• **Object point labels**:
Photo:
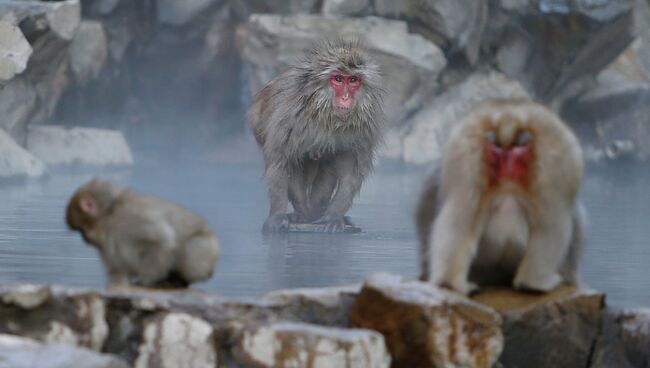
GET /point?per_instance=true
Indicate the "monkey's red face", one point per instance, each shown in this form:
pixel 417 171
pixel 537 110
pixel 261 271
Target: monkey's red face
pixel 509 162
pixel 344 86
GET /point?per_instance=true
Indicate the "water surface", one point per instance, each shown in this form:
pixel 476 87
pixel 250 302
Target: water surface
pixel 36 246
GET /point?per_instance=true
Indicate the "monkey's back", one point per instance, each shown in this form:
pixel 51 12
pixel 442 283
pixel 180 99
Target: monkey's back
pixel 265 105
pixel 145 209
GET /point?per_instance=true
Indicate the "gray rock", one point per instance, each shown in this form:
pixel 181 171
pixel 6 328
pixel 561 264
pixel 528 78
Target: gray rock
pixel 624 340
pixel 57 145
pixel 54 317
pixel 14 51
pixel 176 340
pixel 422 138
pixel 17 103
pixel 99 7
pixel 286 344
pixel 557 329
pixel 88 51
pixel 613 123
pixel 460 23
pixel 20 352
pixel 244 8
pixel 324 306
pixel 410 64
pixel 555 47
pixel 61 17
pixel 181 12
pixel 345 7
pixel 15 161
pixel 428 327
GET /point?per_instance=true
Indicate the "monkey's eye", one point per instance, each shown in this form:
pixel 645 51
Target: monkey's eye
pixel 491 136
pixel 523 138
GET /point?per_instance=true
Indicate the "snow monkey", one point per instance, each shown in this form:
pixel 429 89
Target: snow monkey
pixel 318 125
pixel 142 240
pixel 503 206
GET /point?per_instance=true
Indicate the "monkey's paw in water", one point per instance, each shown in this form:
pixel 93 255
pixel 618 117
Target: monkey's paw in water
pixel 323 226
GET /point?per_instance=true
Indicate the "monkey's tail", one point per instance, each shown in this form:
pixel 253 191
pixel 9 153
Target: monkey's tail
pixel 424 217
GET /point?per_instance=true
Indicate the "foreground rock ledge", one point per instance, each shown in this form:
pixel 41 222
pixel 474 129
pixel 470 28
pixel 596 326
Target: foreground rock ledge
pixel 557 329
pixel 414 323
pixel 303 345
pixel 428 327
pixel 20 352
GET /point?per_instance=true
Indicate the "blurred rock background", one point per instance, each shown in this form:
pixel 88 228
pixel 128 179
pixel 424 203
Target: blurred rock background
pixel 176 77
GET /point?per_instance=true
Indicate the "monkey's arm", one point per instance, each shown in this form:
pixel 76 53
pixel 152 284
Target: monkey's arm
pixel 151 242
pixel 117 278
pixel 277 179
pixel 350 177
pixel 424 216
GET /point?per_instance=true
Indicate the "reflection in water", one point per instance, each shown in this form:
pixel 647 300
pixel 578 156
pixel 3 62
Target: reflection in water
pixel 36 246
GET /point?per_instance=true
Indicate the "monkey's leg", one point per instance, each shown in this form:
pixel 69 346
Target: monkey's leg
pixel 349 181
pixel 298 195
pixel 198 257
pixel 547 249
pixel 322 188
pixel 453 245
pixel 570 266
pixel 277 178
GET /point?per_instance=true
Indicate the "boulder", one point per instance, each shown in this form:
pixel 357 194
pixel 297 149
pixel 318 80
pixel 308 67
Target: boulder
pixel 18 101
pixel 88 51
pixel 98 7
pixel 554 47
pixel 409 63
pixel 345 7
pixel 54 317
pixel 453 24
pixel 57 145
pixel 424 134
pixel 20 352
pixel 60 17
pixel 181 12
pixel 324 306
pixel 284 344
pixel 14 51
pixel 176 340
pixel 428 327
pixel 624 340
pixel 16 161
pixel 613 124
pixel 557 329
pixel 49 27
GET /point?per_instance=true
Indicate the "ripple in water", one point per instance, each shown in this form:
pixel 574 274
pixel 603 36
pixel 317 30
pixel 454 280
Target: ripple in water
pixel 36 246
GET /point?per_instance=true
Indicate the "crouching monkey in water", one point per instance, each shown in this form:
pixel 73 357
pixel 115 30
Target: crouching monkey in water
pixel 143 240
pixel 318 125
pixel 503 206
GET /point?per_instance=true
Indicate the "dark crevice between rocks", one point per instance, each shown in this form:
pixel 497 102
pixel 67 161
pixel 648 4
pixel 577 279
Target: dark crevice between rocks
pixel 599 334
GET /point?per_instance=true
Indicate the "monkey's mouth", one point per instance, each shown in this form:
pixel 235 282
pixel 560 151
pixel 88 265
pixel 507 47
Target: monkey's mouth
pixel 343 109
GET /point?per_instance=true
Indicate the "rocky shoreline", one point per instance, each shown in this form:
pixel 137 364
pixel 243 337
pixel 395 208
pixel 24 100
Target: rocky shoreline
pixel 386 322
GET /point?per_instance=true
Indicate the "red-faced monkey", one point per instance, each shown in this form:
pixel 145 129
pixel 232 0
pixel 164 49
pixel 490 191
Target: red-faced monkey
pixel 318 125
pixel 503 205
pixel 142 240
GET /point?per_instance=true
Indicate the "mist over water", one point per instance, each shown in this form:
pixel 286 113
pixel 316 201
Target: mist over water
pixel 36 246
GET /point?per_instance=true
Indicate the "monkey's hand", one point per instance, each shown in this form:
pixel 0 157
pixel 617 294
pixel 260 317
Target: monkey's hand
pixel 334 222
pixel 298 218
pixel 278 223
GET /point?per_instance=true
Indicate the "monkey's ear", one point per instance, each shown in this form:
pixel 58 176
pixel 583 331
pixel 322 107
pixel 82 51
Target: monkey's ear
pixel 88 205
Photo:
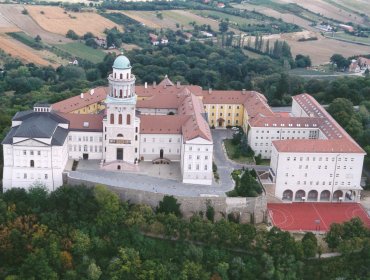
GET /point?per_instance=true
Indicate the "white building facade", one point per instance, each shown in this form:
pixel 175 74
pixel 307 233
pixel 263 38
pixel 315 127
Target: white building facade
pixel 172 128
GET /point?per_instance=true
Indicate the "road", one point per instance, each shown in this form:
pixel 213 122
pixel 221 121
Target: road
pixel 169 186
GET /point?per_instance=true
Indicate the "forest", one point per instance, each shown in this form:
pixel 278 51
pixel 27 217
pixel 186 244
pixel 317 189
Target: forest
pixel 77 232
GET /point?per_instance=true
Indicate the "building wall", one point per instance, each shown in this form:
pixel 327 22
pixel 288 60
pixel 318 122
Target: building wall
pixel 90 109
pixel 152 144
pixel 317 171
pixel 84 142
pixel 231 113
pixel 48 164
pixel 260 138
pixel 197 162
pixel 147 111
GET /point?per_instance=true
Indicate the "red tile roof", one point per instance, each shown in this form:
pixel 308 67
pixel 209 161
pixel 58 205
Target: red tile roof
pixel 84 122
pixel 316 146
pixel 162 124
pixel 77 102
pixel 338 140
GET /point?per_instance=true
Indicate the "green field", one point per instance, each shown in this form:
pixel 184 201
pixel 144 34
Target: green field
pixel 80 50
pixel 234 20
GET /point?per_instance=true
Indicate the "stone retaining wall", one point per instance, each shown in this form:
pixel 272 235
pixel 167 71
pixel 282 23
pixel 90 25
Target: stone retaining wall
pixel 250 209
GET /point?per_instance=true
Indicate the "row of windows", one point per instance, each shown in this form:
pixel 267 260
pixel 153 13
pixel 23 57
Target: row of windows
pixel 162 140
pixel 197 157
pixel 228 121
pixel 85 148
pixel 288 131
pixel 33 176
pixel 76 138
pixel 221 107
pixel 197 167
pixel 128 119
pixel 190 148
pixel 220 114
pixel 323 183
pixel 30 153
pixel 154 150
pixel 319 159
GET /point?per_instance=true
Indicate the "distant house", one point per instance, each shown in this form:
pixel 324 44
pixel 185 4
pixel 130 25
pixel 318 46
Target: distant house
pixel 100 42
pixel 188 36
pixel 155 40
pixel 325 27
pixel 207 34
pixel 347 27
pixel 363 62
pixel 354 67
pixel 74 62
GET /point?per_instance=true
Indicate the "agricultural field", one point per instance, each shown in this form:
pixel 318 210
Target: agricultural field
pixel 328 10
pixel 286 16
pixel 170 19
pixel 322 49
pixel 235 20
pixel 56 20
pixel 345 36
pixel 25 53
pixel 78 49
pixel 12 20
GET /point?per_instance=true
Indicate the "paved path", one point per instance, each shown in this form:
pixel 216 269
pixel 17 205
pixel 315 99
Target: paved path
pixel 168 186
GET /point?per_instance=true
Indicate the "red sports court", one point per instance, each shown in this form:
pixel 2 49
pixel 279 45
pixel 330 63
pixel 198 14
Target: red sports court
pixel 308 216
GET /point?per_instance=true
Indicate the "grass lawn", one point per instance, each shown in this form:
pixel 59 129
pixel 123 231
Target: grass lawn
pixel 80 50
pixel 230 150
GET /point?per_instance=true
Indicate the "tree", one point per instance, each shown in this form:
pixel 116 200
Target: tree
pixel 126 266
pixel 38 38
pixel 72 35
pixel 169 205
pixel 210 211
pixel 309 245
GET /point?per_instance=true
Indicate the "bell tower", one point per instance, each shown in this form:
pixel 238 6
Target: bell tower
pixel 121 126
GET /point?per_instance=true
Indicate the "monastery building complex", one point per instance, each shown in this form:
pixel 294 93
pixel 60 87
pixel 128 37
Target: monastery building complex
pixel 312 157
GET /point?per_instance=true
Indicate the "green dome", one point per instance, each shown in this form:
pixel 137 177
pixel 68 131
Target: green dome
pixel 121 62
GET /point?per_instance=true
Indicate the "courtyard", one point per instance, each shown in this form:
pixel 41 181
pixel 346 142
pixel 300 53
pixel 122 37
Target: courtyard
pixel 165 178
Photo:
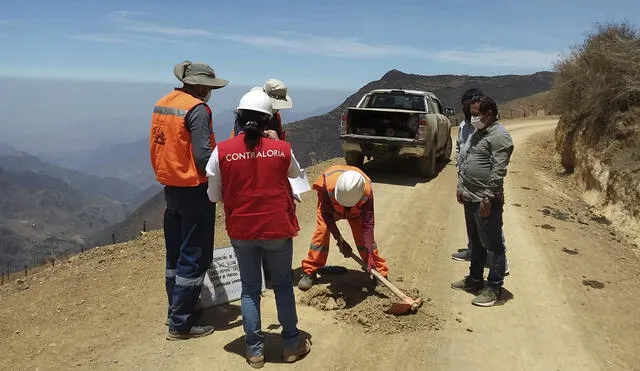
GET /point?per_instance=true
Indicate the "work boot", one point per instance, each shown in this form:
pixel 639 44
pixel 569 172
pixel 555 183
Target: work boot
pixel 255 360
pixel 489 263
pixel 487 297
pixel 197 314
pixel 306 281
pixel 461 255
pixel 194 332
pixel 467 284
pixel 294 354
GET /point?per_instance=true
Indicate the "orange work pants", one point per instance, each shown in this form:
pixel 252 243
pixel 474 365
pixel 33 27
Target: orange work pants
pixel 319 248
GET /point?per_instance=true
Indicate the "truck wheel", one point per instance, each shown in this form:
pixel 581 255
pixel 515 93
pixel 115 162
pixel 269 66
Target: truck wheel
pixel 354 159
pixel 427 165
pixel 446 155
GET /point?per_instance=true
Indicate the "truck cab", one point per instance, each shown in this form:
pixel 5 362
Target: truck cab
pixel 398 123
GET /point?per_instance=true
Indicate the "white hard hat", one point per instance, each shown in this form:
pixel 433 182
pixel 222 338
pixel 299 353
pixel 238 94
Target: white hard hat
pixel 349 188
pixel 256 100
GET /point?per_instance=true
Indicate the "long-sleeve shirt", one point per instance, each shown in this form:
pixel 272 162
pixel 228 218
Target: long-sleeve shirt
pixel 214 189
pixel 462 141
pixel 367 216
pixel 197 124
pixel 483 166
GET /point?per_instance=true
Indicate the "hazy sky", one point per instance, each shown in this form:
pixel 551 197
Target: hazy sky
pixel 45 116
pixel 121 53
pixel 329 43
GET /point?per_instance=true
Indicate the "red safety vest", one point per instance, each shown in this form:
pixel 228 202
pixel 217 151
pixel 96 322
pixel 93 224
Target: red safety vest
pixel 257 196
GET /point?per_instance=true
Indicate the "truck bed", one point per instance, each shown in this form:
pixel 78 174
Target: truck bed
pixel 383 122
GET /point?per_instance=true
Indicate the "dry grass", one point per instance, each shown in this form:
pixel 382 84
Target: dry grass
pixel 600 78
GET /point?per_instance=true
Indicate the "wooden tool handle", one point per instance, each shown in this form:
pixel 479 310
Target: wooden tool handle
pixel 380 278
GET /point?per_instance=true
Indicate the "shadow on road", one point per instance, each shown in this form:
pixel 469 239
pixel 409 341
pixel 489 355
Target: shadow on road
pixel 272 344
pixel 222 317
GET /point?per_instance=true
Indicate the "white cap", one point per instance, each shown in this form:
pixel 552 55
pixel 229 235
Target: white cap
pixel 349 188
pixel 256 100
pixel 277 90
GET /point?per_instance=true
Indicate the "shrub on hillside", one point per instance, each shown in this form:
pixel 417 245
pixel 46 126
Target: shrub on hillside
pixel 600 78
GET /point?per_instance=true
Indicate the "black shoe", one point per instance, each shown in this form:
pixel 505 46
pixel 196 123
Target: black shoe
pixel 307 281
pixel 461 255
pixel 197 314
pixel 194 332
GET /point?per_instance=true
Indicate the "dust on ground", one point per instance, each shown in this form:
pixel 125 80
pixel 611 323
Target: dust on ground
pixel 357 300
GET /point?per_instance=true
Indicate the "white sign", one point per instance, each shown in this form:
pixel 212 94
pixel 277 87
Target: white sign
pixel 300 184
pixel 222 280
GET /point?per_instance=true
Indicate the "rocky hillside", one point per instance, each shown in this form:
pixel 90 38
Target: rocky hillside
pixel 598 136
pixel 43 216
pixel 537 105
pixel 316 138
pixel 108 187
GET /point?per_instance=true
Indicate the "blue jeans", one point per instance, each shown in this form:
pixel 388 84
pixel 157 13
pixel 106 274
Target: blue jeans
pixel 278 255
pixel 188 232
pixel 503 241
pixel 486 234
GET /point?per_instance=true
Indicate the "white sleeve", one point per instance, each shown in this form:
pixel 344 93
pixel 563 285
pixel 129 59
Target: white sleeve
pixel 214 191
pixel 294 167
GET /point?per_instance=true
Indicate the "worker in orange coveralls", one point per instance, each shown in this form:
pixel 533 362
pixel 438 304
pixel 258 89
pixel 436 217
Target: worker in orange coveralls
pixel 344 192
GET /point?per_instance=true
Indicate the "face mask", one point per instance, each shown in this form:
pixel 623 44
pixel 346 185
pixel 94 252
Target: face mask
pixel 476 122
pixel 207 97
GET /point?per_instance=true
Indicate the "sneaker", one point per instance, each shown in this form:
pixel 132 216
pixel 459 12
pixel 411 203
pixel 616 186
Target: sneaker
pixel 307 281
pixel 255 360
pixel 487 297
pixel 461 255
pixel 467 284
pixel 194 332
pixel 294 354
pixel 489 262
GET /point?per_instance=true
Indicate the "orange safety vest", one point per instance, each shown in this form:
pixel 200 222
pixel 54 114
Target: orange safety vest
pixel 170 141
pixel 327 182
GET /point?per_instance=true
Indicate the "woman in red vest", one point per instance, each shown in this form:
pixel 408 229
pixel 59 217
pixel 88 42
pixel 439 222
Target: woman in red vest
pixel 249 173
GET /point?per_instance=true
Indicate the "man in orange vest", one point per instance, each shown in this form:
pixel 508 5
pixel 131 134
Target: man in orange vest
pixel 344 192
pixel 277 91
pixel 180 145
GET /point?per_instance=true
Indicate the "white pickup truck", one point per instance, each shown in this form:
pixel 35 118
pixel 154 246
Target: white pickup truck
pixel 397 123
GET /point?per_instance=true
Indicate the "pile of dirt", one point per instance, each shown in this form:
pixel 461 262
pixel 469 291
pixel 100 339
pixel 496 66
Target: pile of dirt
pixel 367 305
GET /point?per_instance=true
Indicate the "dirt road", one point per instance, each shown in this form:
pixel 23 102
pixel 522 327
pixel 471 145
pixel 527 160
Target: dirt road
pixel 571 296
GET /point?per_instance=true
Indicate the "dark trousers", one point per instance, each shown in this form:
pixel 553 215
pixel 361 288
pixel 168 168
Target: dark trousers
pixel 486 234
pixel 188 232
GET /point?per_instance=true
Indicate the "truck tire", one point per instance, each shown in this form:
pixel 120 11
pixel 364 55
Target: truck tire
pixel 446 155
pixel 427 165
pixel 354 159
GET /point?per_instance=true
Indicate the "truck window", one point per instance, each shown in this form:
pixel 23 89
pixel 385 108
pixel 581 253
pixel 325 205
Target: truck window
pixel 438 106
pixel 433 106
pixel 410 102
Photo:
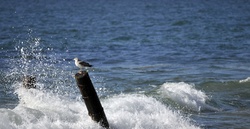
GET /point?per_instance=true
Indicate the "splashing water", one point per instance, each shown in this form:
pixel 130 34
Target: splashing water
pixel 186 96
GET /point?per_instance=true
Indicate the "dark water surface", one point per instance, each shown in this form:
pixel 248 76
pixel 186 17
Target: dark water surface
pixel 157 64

• **Requirement**: Edit the lines from the start of the listing through the line with "pixel 344 86", replacing "monkey's red face" with "monkey's face" and leaving everything else unchanged. Omit the pictures from your answer.

• **Task solution**:
Photo:
GET /point?per_instance=true
Indicate the "monkey's face", one point per instance, each shown in this form:
pixel 417 171
pixel 537 110
pixel 261 271
Target: monkey's face
pixel 509 162
pixel 344 86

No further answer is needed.